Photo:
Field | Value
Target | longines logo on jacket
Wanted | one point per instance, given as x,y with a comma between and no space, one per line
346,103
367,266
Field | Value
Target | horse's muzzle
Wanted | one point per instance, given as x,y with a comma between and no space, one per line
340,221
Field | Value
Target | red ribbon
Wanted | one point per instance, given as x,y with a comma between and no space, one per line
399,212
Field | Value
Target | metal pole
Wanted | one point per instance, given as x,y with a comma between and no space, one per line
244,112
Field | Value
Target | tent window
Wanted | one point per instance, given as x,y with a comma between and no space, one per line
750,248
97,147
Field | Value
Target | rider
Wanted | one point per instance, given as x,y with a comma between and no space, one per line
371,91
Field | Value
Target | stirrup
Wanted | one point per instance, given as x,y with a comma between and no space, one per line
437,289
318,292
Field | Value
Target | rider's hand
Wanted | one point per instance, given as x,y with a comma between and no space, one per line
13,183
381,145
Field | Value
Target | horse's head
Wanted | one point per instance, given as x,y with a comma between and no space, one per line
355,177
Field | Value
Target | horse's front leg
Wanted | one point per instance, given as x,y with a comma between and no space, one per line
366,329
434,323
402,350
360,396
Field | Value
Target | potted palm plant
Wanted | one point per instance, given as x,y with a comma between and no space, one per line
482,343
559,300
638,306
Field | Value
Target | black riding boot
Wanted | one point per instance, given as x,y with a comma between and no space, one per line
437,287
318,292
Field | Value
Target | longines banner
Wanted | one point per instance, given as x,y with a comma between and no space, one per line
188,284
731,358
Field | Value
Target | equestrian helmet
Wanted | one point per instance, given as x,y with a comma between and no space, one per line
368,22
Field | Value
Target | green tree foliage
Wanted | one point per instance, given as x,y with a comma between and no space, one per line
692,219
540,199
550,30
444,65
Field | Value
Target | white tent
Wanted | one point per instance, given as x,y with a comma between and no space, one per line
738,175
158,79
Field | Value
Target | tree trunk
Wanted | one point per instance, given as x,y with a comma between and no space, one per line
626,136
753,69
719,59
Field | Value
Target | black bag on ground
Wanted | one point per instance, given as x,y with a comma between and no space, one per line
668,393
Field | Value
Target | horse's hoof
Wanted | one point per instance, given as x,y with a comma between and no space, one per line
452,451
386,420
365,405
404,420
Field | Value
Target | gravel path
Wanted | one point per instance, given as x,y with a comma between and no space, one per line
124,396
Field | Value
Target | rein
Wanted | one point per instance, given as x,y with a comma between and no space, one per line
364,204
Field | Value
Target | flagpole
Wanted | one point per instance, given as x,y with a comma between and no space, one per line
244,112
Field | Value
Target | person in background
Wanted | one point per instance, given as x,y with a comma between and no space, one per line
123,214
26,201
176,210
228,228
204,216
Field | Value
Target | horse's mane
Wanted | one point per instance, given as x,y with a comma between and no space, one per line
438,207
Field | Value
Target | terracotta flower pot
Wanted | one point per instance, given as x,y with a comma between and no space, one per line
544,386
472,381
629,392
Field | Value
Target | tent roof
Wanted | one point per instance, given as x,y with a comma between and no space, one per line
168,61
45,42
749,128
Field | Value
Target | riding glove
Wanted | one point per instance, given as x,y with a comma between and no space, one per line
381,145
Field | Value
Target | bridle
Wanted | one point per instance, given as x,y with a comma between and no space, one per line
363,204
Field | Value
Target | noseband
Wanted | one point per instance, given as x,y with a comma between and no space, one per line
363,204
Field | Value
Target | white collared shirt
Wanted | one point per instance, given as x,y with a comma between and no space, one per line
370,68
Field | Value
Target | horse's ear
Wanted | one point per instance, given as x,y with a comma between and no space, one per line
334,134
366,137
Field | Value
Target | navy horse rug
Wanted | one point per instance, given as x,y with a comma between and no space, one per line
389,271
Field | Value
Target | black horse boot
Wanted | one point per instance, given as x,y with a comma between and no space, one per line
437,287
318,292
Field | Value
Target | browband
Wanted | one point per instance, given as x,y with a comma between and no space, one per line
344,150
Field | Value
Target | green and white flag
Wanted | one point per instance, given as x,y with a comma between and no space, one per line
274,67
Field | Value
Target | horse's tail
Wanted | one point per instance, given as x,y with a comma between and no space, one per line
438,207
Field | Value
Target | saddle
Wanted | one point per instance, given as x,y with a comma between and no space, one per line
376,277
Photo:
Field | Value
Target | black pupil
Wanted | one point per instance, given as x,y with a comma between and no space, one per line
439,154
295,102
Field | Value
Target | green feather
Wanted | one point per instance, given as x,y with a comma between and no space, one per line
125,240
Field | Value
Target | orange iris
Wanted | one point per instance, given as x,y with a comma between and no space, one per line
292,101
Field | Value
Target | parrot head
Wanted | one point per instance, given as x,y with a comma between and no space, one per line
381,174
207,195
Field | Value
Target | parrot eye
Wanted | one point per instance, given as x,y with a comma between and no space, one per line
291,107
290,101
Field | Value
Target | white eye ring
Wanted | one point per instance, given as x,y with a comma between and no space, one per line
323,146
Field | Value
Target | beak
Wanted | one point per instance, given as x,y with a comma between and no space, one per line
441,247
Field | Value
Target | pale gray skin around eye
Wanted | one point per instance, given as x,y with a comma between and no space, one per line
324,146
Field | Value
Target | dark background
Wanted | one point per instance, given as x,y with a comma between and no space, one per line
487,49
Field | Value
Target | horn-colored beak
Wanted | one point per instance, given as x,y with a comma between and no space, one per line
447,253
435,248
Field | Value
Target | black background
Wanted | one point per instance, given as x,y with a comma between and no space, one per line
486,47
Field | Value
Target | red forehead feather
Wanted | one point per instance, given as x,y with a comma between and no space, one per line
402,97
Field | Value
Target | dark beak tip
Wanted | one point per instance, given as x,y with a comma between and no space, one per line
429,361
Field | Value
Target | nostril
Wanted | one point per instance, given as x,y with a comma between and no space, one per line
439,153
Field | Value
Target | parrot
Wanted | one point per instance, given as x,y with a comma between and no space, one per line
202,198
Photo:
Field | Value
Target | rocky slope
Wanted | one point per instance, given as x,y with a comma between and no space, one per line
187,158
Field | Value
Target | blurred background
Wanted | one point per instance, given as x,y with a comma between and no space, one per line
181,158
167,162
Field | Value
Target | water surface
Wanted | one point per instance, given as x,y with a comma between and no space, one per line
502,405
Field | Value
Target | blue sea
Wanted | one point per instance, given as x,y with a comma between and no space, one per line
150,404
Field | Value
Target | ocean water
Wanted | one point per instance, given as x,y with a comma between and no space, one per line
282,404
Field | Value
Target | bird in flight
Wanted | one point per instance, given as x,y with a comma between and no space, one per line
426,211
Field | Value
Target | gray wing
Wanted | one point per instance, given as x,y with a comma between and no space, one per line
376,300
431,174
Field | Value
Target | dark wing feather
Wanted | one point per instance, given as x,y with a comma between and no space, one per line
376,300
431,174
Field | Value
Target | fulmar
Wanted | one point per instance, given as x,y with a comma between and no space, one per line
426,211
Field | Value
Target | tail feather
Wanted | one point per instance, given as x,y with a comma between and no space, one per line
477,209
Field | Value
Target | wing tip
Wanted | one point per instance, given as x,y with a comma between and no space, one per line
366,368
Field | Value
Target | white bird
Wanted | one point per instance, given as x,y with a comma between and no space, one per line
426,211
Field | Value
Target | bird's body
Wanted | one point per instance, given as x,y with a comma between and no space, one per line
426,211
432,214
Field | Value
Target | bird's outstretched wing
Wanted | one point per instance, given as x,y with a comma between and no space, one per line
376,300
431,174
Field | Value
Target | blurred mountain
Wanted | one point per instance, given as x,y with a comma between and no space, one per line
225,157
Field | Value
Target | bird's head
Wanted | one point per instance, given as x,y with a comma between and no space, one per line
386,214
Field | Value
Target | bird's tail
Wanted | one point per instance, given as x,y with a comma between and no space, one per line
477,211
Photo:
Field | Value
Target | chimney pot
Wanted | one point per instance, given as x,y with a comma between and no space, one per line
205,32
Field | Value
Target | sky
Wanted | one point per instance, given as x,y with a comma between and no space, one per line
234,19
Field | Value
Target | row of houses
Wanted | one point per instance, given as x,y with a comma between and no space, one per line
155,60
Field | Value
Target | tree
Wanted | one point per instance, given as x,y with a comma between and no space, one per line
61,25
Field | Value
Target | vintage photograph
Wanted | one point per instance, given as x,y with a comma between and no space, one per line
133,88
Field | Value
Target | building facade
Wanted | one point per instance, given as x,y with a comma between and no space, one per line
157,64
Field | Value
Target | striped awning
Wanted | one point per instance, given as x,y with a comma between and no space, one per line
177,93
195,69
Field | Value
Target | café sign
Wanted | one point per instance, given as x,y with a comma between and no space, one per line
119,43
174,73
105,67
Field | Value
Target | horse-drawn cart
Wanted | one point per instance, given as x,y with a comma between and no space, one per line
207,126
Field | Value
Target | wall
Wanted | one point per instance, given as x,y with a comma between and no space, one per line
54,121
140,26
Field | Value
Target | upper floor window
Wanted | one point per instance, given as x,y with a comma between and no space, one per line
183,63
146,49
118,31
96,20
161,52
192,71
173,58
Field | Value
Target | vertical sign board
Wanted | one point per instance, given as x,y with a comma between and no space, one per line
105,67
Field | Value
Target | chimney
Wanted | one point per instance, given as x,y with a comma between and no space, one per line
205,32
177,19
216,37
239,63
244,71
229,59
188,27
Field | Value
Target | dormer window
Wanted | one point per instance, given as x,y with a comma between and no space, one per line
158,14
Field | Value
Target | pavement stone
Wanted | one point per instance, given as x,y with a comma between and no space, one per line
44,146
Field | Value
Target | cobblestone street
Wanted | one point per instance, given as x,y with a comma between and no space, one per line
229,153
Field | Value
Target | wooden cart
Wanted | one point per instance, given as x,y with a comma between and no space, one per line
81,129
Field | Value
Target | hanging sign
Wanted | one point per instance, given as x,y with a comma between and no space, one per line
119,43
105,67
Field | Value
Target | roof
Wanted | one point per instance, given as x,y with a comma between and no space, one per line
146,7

■ **TASK DETAILS**:
Please give back exactly the lines of this listing beginning at the line with "Target | building facade" and ending with the line with "Target | hanging sign", both included, and nothing else.

■ **RESPONSE FOR THIS EXERCISE**:
Target | building facade
Wanted | one point per instance, given as x,y with a comma between and no space, one per line
157,64
Field | Value
Target | striped awning
Wanted | one point per instance, given as x,y with a comma between and no space, one per line
177,93
195,69
Field | Value
Target | café sign
Wanted | one point per instance, given as x,y with a comma between and no space, one per line
119,43
174,73
105,67
Field | Value
Target | horse-drawn cart
Wanted | one point per instance, given as x,y with a comma between and no space, one per line
207,126
Field | Value
Target | wall
Wanted | one point per instance, given as x,y with a comma between and no space, one per line
54,121
140,26
Field | Value
Target | upper floor window
Wanted | one point per instance, given as x,y with a comma between and no space, one per line
183,63
146,49
118,31
96,20
161,52
192,71
173,58
Field | Value
Target | vertical sign board
Wanted | one point per instance, given as x,y with a comma between and no space, one per line
105,67
Field | Value
Target | chimney
Wanted | one point per instance, given as x,y with a comma between and no space, one per line
205,32
177,19
216,37
239,63
244,71
229,59
188,27
Field | Value
Target | dormer window
Wanted | one point per instance, given as x,y with a comma between and no space, one per line
158,14
Field | Value
Target | pavement stone
Wanted | one point per instance, given as x,y with a comma between and no space, one per line
44,146
Field | Value
Target | cobblestone street
Wanted | one point per instance, given as x,y with a comma between and no space, one per line
229,153
Field | Value
Target | wooden cart
Wanted | one point per instance, given as x,y with a comma between and no space, one per line
81,129
Field | Value
Target | hanging sign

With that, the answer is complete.